Prompt 1:
According to the PTSD treatment article, in what year did PTSD become an official diagnosis for mental health providers?
Prompt 2:
Update a portion of the PTSD treatment article, starting at the words "The study of" and stopping after "various professional roles.". In that portion, replace "traumatology" with "trauma studies".
Prompt 3:
Translate this sentence from the PTSD treatment article into Spanish: "While there is still much to learn, treatment protocols are getting better every day."

Selected excerpt:

Thoughts on Treatment

Advances in Treatment for PTSD

PTSD was added as an official diagnosis for mental health providers in 1980, less than 40 years ago (as of when the article was written in 2017). Prior to 1980, there was no official diagnosis related to trauma in the behavioral health field. Certainly people had awareness that trauma could affect people, but a person’s symptoms and the awareness of how trauma may be triggering or prolonging the symptoms a person was experiencing were not conceptualized as they are now. It was kind of like medicine before germ theory, it seemed like something caused people to have problems, but what it was unclear what forces were at work, and how those forces affected people were not understood with any systematic clarity. However, Since 1980, there has been a great deal of research and development of techniques that help to resolve PTSD. While there is still much to learn, treatment protocols are getting better every day. The result is that even today, when we still have much to learn about the effects of trauma, there is a very good chance that a person who gets treatment for PTSD will have a strong recovery from it.

The study of trauma on people’s mental health is called traumatology. The importance of the field is growing, and there are are now certificates available for people to specialize in trauma care. This has evolved significantly in the past few years, and encompasses much more than crisis counseling. This emerging field is helping bring more awareness to helping professions about the prevalence of people with trauma in their personal backgrounds, and how to support those people within various professional roles.

Source data:
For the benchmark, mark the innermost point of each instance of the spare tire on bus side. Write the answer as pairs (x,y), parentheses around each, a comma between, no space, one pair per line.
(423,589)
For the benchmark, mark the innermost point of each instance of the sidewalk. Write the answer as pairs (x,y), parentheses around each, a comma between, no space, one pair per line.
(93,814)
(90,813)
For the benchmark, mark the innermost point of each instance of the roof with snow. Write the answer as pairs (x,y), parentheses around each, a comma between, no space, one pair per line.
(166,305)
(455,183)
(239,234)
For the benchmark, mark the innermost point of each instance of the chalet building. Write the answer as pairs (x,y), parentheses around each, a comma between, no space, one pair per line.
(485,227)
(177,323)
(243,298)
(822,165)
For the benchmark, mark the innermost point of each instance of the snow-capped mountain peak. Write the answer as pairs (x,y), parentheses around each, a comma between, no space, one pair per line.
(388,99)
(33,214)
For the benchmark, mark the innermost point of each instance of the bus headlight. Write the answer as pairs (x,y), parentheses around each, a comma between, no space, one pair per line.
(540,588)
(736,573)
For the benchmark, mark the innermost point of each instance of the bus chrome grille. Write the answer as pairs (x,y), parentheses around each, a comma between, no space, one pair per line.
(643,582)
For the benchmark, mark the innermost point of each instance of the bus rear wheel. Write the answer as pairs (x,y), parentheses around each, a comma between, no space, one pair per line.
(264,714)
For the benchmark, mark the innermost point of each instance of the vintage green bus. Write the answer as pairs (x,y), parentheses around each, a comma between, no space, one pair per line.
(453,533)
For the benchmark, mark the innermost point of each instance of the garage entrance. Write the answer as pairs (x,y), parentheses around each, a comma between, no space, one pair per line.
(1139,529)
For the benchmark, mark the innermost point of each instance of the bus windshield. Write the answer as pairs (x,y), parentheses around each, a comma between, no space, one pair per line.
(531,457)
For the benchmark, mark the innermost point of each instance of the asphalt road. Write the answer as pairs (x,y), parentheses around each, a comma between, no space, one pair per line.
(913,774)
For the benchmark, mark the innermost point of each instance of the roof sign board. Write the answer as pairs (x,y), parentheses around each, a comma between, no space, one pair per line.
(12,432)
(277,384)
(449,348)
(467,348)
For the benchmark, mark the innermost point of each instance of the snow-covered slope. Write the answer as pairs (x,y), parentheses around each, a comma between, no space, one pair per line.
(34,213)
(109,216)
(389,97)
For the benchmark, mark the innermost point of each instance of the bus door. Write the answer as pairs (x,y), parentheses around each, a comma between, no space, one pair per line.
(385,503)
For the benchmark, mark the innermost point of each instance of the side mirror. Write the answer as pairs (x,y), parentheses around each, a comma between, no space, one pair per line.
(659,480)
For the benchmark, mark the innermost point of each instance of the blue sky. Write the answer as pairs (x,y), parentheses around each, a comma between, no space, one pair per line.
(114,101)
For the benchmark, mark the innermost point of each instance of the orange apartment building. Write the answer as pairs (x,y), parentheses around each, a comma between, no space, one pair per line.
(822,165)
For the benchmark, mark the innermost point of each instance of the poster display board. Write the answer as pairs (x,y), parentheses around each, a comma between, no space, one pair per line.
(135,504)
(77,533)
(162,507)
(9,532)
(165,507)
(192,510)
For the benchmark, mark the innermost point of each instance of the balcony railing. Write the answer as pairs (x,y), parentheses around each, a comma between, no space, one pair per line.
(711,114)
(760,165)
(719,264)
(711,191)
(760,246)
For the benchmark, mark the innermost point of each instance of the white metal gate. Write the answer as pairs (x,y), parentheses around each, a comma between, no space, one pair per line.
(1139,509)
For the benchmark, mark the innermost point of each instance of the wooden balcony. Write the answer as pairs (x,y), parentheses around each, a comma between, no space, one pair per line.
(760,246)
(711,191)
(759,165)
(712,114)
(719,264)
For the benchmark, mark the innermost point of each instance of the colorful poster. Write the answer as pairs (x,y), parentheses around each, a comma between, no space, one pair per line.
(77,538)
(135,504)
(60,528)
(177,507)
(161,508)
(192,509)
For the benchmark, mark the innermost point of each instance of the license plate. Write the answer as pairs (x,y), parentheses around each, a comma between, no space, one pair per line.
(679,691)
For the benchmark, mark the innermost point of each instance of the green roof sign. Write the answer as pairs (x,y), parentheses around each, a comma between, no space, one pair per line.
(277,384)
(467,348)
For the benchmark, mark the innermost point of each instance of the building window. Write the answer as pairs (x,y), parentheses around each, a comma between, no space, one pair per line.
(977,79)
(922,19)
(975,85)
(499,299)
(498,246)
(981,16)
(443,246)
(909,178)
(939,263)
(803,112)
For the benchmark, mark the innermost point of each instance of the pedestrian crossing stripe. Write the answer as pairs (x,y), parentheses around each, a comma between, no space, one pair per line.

Output 1:
1980

Output 2:
The study of trauma on people’s mental health is called trauma studies. The importance of the field is growing, and there are are now certificates available for people to specialize in trauma care. This has evolved significantly in the past few years, and encompasses much more than crisis counseling. This emerging field is helping bring more awareness to helping professions about the prevalence of people with trauma in their personal backgrounds, and how to support those people within various professional roles.

Output 3:
Aunque todavía queda mucho por aprender, los protocolos de tratamiento mejoran cada día.